-- DATA FOR PROCESSING follows --
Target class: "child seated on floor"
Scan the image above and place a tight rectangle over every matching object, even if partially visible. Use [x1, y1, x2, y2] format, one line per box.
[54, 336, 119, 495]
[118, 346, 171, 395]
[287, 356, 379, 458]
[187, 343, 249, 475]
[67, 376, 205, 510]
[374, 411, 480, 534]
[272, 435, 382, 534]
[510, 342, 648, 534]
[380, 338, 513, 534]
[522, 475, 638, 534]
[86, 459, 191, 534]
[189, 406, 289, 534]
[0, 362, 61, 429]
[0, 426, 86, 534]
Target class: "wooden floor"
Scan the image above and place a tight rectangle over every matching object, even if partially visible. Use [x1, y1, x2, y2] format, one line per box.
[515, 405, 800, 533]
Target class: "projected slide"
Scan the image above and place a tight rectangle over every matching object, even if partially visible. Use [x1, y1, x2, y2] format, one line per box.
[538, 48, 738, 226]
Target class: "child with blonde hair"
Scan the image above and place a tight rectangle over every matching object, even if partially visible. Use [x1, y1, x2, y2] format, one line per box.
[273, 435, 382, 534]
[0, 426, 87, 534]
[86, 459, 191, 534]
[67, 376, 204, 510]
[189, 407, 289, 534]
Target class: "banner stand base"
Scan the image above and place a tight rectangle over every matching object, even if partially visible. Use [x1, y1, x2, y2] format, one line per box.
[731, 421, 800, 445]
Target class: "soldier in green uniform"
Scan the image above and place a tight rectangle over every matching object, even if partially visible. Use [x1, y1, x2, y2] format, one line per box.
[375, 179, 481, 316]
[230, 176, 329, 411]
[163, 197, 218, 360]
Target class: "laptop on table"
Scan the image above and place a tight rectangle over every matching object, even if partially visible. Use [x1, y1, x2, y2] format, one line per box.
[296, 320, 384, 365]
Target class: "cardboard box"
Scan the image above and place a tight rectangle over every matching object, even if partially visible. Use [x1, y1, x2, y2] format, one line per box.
-- DATA FOR PROCESSING concluded --
Keeping every word as it is, repeat all of the records.

Target class: "child seated on floor"
Scan the image above and place a tight rectangle over every matching object, even if partially visible. Use [x1, y1, x2, y2] format, one line per box.
[54, 336, 119, 495]
[118, 346, 171, 395]
[287, 356, 379, 458]
[187, 343, 249, 475]
[67, 376, 205, 510]
[374, 411, 480, 534]
[272, 435, 382, 534]
[510, 342, 648, 534]
[380, 338, 513, 534]
[522, 475, 638, 534]
[86, 459, 191, 534]
[189, 406, 289, 534]
[0, 362, 61, 429]
[0, 426, 86, 534]
Target class: "wooden floor"
Scan the image above and place a tight rectangle over every matching object, even if partially visible. Use [x1, y1, x2, y2] format, one line per box.
[515, 405, 800, 533]
Target class: "projected slide"
Scan the image above and place a tight rectangle over every matching object, even if partially visible. Use [x1, y1, x2, y2] format, one line per box.
[538, 48, 738, 226]
Target class: "child with blonde hair"
Scan the image above and place a tight rectangle over every matching object, even if partially visible. Use [x1, y1, x2, y2] format, one line per box.
[273, 435, 382, 534]
[0, 426, 87, 534]
[86, 459, 191, 534]
[67, 376, 204, 510]
[189, 407, 289, 534]
Target class: "banner stand base"
Scan the image above and place a tight rectangle over every matching object, even if partially visible. Use [x1, y1, x2, y2] format, one line per box.
[731, 421, 800, 445]
Target class: "soldier in green uniform"
Scan the image above and place a tight rectangle over every matching object, even if partially visible. Use [x1, y1, x2, y2] format, one line per box.
[375, 179, 481, 316]
[230, 176, 329, 411]
[163, 197, 218, 360]
Target class: "laptop on table"
Scan the image above and place a tight rectangle over every matching object, even if partially visible. Use [x1, y1, x2, y2] format, one line per box.
[296, 320, 384, 365]
Target class: "cardboard box"
Scan the image above and place a tight rectangle over every matching object, even if partially visible. Use [x1, y1, x2, y2] format, one line per box.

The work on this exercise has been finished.